- [TEXTAUSZUG]
++++++++
12. In Bezug auf die sechszehnte Wahrnehmung.

[511] 1. Halte die Menschen nie für das, was sie auf ersten Blick zu sein scheinen; denn in der Regel sind sie etwas ganz anders, oft gerade das Gegentheil davon. Ich sage, in der Regel; denn es ist Gottlob! nicht zu läugnen, daß man hin und wieder auch wol zuweilen noch auf solche flößt, die sich gleich beim ersten Anblicke für das ankündigen, was sie sind, und die den ersten Eindruck, den sie auf uns machten, in der Folge vollkommen bestätigen. Aber diese ungeschminkten und unbelarvten Menschen sind leider! selten; und man thut daher wohl, nicht Jeden, der das Ansehen einer solchen Ausnahme zu haben scheint, nun auch gleich dafür zu nehmen, sondern vielmehr sein Urtheil über ihn so lange aufzuschieben, bis die Erfahrung uns erst die nöthigen Vordersätze dazu geliefert hat.


2. Nimm die unter gesitteten Leuten gewöhnlichen Höflichkeitsbezeigungen, Artigkeiten und Freundschaftsversicherungen nie für das, was sie anzudeuten oder zu sagen scheinen, sondern theils für leere Formeln und Gebräuche ohne Sinn,[512] theils – doch dis nur in seltenen Fällen – für Bemäntelungen ihrer ungünstigen Gesinnungen gegen dich, also in jedem Falle für etwas, worauf du weder rechnen, noch dir etwas zu gute thun darfst. Versichert dich jemand seiner Achtung und Ergebenheit schlechtweg; so heißt das gemeiniglich weiter nichts, als du seist ihm völlig gleichgültig. Thut ein Anderer dir die nämliche Versicherung mit anscheinender Wärme und in übertreibenden Ausdrücken; so heißt das entweder eben so viel, oder wol gar: mein gutes Kind, ich mache mich im Herzen über dich lustig, und ich stehe in Begriff, dir eine Nase zu drehen! Lobt dich jemand über dis oder jenes mit anscheinender Begeisterung ins Angesicht; sei ja nicht so einfältig, dir einzubilden, daß er aus Empfindung zu dir rede! Man lobt in der großen Welt, theils, weil man sich angewöhnt hat, jedermann etwas Verbindliches zu sagen, um von jedermann etwas Verbindliches zurück zu erhalten; theils, weil man gerade nichts anders zu reden weiß; theils aus Spötterei, theils endlich, weil man unsere Eitelkeit in irgend einer bestimmten oder unbestimmten Absicht zu bestechen sucht. Selten, höchstselten ist das Herz die Quelle des Lobes.
++++++++
- [ANGEZEIGTE DATEN]

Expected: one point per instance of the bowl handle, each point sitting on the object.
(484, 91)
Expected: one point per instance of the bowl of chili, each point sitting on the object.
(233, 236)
++++++++
- [ZIEL DER ÜBUNG]
Beantworte bitte die folgenden Fragen anhand des Textauszugs:
(a) Wie lange soll man laut Punkt 1 sein Urteil über jemanden aufschieben, der wie eine solche Ausnahme wirkt?
(b) Was bedeutet es laut Punkt 2 gewöhnlich, wenn jemand einem seine Achtung und Ergebenheit „schlechtweg“ versichert?
(c) Was ist laut dem letzten Satz nur selten die Quelle des Lobes?

- [LÖSUNG DER AUFGABE]
(a) Bis die Erfahrung die nötigen Vordersätze dazu geliefert hat.
(b) Dass man ihm völlig gleichgültig ist.
(c) Das Herz.